_Try it:_
The expected output is every line from the one containing "Objective — one pin per instance of the person" to the end of the data below, exactly, and no other line.

(Beginning of Dataset extract)

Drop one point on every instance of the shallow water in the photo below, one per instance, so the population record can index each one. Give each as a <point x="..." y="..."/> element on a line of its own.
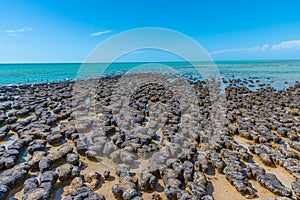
<point x="275" y="73"/>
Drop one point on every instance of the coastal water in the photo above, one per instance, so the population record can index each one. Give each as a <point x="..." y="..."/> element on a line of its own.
<point x="275" y="73"/>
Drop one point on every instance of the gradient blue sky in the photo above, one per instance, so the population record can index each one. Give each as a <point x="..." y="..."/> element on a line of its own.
<point x="66" y="31"/>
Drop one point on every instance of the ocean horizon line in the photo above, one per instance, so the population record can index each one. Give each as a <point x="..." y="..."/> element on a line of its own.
<point x="254" y="60"/>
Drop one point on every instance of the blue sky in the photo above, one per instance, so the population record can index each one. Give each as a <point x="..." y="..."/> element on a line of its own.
<point x="66" y="31"/>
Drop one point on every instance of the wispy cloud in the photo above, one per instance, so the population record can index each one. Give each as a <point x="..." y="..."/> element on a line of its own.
<point x="291" y="44"/>
<point x="100" y="33"/>
<point x="15" y="32"/>
<point x="235" y="50"/>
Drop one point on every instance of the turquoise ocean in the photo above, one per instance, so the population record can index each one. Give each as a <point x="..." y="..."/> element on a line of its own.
<point x="276" y="73"/>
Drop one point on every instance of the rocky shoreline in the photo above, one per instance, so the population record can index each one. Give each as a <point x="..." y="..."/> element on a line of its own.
<point x="57" y="144"/>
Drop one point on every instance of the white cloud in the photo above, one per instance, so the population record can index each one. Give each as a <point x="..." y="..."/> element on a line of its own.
<point x="100" y="33"/>
<point x="15" y="33"/>
<point x="265" y="47"/>
<point x="251" y="49"/>
<point x="291" y="44"/>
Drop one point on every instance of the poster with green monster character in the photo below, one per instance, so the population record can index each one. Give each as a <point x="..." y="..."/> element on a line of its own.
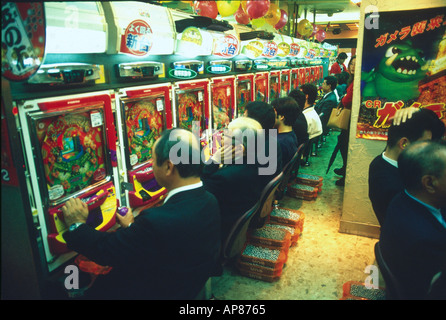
<point x="403" y="65"/>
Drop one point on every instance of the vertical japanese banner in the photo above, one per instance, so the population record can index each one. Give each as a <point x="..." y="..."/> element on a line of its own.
<point x="403" y="65"/>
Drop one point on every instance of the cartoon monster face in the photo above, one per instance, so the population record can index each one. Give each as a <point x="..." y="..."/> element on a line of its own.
<point x="402" y="62"/>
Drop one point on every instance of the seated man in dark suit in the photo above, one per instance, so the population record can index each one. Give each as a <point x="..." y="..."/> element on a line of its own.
<point x="329" y="101"/>
<point x="384" y="179"/>
<point x="300" y="127"/>
<point x="287" y="112"/>
<point x="234" y="175"/>
<point x="166" y="252"/>
<point x="413" y="238"/>
<point x="265" y="115"/>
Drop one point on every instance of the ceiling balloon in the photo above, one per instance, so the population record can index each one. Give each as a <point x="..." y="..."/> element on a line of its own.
<point x="304" y="27"/>
<point x="241" y="16"/>
<point x="321" y="35"/>
<point x="257" y="23"/>
<point x="272" y="17"/>
<point x="206" y="9"/>
<point x="283" y="20"/>
<point x="257" y="8"/>
<point x="227" y="8"/>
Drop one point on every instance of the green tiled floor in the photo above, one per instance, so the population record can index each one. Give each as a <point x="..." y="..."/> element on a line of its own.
<point x="323" y="259"/>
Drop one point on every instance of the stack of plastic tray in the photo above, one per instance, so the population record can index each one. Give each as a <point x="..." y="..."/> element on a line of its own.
<point x="302" y="191"/>
<point x="261" y="263"/>
<point x="294" y="231"/>
<point x="288" y="217"/>
<point x="354" y="290"/>
<point x="310" y="180"/>
<point x="270" y="237"/>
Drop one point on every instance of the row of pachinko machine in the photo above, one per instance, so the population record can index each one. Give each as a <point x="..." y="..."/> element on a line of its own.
<point x="112" y="77"/>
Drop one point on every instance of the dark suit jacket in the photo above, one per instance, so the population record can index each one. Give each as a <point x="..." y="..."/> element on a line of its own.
<point x="384" y="184"/>
<point x="237" y="188"/>
<point x="324" y="107"/>
<point x="167" y="253"/>
<point x="300" y="129"/>
<point x="413" y="243"/>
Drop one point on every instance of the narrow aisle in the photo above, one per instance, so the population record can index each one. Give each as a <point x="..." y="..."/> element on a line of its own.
<point x="323" y="259"/>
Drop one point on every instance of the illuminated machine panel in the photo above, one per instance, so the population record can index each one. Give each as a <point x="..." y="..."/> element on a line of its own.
<point x="295" y="84"/>
<point x="70" y="147"/>
<point x="244" y="92"/>
<point x="223" y="101"/>
<point x="302" y="76"/>
<point x="144" y="113"/>
<point x="285" y="81"/>
<point x="143" y="29"/>
<point x="261" y="86"/>
<point x="192" y="105"/>
<point x="274" y="85"/>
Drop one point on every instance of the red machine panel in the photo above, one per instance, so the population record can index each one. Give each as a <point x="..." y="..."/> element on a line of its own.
<point x="72" y="146"/>
<point x="261" y="86"/>
<point x="285" y="80"/>
<point x="244" y="92"/>
<point x="295" y="84"/>
<point x="223" y="101"/>
<point x="192" y="105"/>
<point x="145" y="113"/>
<point x="302" y="76"/>
<point x="274" y="85"/>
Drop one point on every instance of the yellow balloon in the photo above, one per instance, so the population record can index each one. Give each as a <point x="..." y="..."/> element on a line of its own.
<point x="227" y="8"/>
<point x="272" y="17"/>
<point x="304" y="27"/>
<point x="257" y="23"/>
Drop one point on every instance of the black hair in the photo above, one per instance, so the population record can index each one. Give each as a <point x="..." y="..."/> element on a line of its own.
<point x="311" y="90"/>
<point x="262" y="112"/>
<point x="342" y="77"/>
<point x="413" y="129"/>
<point x="331" y="81"/>
<point x="288" y="108"/>
<point x="419" y="159"/>
<point x="190" y="164"/>
<point x="299" y="96"/>
<point x="342" y="55"/>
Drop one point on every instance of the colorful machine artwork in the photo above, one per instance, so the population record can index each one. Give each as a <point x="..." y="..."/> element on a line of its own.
<point x="144" y="125"/>
<point x="221" y="106"/>
<point x="243" y="96"/>
<point x="261" y="89"/>
<point x="190" y="110"/>
<point x="72" y="152"/>
<point x="403" y="65"/>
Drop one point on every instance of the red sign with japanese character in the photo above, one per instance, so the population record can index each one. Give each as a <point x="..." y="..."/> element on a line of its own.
<point x="23" y="39"/>
<point x="137" y="38"/>
<point x="403" y="65"/>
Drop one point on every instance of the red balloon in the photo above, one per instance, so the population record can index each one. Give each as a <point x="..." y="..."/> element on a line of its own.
<point x="206" y="9"/>
<point x="321" y="35"/>
<point x="283" y="19"/>
<point x="314" y="30"/>
<point x="257" y="8"/>
<point x="241" y="16"/>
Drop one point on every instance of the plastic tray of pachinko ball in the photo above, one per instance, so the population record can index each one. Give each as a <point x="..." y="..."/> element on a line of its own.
<point x="302" y="191"/>
<point x="289" y="217"/>
<point x="258" y="276"/>
<point x="355" y="290"/>
<point x="310" y="180"/>
<point x="274" y="238"/>
<point x="294" y="231"/>
<point x="263" y="256"/>
<point x="259" y="269"/>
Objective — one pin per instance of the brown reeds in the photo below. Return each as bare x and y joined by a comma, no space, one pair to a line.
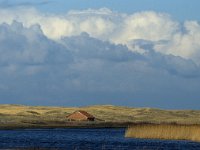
164,131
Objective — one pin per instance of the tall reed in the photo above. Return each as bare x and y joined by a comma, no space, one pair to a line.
164,131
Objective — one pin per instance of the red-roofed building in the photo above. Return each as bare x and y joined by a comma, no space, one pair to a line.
80,115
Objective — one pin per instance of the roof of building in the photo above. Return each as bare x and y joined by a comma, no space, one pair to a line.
83,113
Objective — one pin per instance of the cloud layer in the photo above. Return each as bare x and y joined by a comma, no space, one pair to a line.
98,57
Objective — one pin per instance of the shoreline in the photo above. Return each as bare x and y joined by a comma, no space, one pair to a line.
74,125
163,131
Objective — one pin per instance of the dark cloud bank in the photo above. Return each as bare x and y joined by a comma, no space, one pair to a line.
81,70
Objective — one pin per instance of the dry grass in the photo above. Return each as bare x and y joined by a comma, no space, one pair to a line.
29,115
164,131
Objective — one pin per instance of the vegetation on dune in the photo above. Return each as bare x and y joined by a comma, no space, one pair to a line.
164,131
28,116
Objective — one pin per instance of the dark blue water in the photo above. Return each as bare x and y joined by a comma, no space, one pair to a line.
84,139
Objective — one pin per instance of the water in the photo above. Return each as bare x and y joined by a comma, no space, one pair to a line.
84,139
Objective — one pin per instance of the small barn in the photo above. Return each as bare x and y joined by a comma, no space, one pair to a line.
80,115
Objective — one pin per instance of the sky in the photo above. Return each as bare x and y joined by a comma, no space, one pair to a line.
141,53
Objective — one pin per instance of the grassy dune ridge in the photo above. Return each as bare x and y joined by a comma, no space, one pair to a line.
40,116
164,131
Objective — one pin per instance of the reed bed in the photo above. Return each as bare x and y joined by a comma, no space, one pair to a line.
164,131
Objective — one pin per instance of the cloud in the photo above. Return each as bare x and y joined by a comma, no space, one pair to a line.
8,3
168,35
89,57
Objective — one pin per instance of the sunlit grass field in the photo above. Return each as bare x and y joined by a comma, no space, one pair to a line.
34,116
164,131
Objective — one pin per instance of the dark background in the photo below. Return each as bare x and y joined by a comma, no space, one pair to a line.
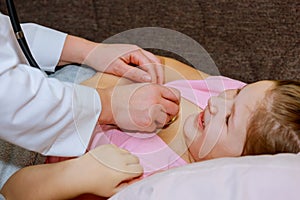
248,40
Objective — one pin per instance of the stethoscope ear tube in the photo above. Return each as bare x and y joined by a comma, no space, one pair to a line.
19,33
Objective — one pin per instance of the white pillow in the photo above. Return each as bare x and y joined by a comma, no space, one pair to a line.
245,178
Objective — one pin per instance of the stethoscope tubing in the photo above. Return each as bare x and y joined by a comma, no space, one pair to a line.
19,33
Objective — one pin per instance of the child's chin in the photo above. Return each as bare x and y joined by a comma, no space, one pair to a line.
190,129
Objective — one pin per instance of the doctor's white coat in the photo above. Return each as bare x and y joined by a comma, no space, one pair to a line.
39,113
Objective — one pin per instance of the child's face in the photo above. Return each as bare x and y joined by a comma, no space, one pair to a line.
220,130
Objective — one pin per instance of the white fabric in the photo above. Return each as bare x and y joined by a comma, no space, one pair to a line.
249,178
39,113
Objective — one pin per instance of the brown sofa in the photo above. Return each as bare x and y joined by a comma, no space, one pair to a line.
247,40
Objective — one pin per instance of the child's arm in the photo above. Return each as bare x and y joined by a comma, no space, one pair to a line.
103,171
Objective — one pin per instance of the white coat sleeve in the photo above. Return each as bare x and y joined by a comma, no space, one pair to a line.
39,113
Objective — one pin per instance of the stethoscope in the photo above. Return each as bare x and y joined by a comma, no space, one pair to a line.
19,33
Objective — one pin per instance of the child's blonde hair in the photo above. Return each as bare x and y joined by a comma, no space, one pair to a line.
275,126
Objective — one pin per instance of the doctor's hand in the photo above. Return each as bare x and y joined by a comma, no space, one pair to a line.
107,169
125,60
138,107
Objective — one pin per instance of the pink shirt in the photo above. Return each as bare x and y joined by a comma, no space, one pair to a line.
153,153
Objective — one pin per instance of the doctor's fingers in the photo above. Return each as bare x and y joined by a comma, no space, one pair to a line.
159,66
159,116
152,67
133,73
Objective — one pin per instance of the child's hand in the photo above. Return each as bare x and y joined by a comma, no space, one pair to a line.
107,169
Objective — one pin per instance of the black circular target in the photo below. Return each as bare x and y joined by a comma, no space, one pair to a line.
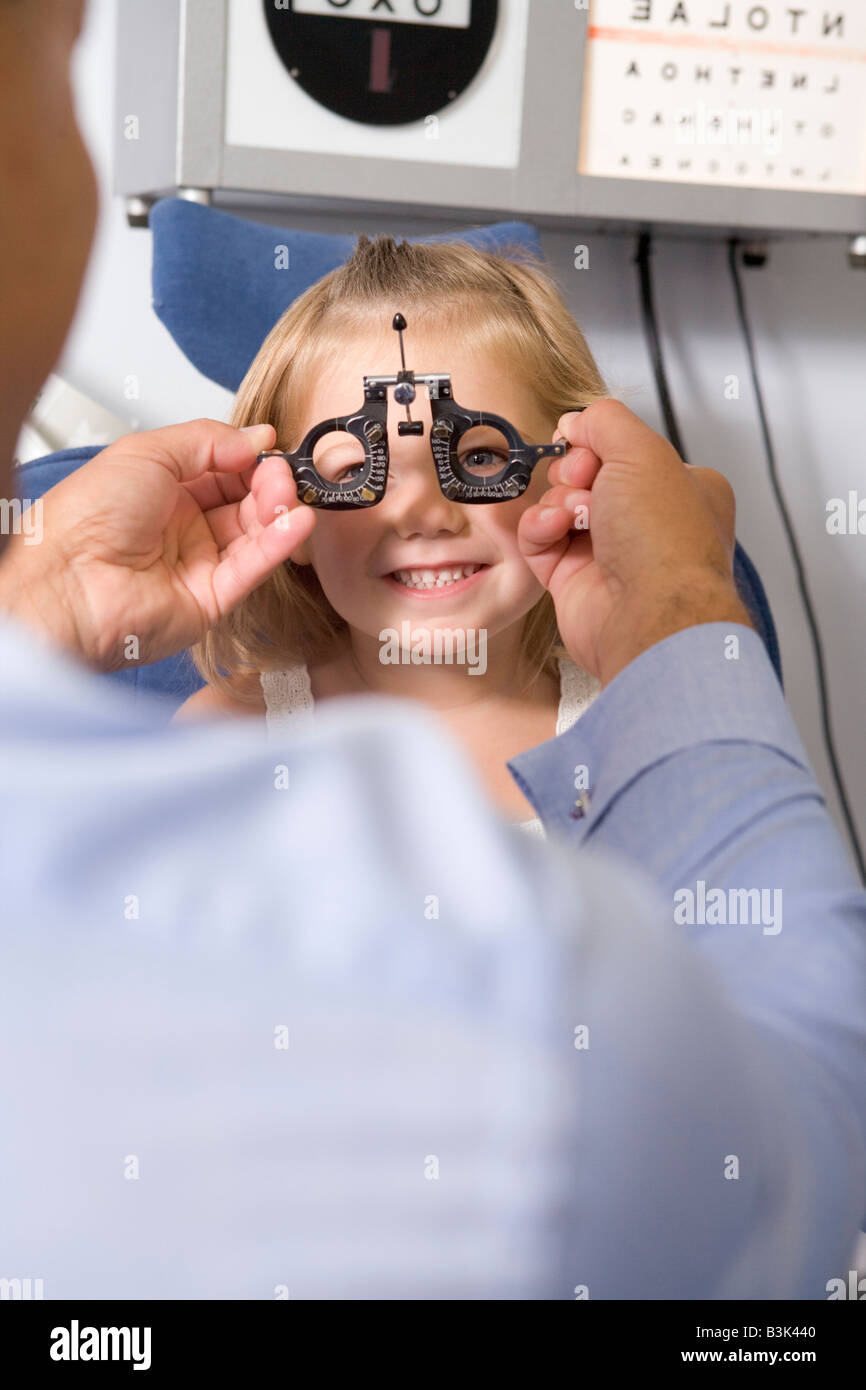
382,61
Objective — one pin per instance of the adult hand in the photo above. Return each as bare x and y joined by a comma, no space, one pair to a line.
154,538
658,551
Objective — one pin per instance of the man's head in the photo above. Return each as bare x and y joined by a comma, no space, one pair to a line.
47,202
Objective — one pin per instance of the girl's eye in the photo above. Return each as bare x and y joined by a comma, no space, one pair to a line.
483,463
348,474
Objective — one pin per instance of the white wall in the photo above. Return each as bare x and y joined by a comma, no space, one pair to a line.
808,313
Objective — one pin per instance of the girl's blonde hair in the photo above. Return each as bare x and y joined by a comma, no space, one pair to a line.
505,305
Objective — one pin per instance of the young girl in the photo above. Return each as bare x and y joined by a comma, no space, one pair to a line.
316,630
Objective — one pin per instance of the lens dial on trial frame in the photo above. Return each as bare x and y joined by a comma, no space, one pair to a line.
342,463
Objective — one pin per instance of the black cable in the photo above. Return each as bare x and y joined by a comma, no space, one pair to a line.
673,434
651,332
798,562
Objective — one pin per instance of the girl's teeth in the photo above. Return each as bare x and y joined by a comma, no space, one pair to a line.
434,578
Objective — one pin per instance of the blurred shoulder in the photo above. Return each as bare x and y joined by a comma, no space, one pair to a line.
245,699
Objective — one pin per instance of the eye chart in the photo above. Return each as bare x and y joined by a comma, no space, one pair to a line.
727,92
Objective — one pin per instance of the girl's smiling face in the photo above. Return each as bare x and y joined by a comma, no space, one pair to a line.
356,555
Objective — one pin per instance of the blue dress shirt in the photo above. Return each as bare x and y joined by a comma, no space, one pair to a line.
312,1020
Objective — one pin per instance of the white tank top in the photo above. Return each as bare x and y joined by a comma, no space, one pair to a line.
289,699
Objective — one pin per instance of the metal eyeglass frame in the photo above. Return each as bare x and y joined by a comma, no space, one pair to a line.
449,423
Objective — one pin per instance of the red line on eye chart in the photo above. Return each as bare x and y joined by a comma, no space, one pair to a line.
380,60
687,41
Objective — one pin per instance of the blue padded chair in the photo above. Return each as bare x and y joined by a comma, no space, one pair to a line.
220,284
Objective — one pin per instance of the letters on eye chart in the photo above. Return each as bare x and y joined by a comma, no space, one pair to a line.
727,92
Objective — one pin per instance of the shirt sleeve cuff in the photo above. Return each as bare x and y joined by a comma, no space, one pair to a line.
706,684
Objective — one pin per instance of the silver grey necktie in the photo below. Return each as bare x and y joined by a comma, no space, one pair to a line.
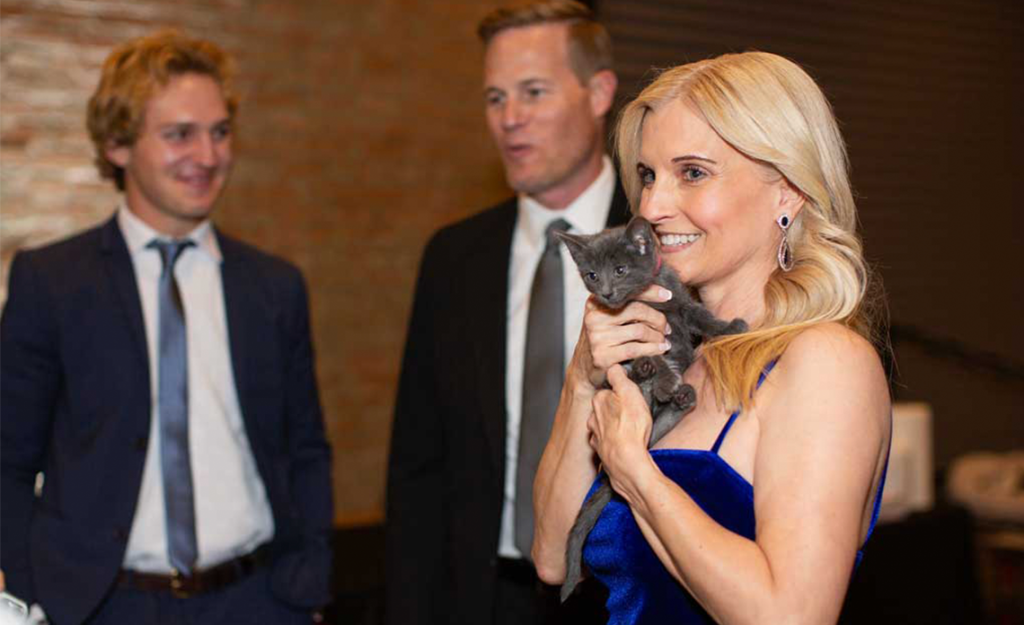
172,399
544,367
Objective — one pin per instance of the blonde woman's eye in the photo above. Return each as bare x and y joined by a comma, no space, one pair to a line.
646,175
693,174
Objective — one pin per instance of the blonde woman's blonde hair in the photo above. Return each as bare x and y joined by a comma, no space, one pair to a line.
767,108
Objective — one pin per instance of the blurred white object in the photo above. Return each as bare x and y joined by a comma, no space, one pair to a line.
12,611
909,481
990,485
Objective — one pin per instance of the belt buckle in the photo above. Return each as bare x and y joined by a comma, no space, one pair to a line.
177,583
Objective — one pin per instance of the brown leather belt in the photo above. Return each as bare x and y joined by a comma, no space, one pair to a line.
208,580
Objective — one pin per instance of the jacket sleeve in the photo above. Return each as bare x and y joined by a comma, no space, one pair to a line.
309,458
30,381
415,530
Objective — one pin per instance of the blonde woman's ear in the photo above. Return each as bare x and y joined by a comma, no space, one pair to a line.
790,199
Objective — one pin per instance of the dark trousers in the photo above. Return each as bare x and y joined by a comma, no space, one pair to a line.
247,601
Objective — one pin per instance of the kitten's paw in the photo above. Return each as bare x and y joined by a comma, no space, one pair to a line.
685,398
644,368
666,386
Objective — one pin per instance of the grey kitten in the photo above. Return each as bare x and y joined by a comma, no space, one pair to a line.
616,265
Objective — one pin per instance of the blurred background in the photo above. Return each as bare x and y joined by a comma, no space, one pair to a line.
361,131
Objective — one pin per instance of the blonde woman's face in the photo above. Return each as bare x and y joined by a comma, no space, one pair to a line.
713,208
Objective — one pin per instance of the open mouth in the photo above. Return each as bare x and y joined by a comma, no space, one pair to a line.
517,151
674,242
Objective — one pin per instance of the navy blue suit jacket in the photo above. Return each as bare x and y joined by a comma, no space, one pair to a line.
75,405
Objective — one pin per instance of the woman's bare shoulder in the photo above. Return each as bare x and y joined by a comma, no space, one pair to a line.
832,367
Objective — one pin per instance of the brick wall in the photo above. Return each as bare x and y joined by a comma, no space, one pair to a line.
360,131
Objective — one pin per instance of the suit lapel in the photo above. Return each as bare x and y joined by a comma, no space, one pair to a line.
619,214
239,298
492,276
122,275
492,326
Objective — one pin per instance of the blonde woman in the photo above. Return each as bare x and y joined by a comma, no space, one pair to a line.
754,508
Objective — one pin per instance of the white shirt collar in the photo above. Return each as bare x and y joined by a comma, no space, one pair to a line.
587,214
137,235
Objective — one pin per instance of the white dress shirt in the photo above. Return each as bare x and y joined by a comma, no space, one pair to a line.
232,515
587,214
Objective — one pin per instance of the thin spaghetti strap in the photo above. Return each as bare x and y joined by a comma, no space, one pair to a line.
732,417
725,430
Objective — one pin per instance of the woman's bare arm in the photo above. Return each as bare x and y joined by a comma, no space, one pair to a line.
823,433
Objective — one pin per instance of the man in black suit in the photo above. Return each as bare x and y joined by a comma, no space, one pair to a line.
160,376
456,552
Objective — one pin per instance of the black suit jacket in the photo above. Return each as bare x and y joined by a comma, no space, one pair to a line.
75,404
446,465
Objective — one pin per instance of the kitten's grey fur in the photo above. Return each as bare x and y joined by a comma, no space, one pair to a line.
616,265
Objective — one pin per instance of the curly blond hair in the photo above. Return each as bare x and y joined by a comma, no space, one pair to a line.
132,73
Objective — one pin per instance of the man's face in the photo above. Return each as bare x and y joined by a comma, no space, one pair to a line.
547,125
179,163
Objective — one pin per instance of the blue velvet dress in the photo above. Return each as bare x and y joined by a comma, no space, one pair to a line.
640,589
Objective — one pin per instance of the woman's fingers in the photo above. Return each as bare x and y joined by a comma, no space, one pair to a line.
655,293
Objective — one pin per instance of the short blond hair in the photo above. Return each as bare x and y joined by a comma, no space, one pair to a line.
770,110
590,44
132,72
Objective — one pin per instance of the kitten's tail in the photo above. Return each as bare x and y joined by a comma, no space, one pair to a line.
585,522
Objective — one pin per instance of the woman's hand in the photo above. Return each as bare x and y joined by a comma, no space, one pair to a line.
620,429
609,337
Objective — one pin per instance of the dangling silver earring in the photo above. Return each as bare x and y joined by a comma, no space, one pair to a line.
784,253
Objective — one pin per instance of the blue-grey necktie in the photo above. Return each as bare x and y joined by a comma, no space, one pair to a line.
544,367
172,398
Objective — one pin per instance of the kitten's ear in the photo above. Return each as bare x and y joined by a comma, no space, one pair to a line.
577,245
641,235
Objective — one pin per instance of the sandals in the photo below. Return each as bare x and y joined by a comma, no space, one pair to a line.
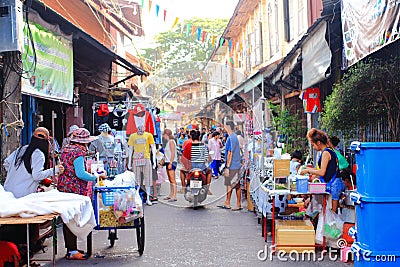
224,207
76,255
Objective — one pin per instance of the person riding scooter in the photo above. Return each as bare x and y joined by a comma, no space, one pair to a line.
199,157
199,176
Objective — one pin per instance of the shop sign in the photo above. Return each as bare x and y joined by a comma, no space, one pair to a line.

(End of Dataset extract)

_Reply to the exercise:_
Objective — one pin per instance of the person riding scooter in the photo above. Return each as bare x and y joined by a comma, no space, one pair to a line.
199,157
199,176
Objective — one pin per instance of the shop sign in the photo above. Return each as bare x and y joined by a comma, no space, one pair to a line.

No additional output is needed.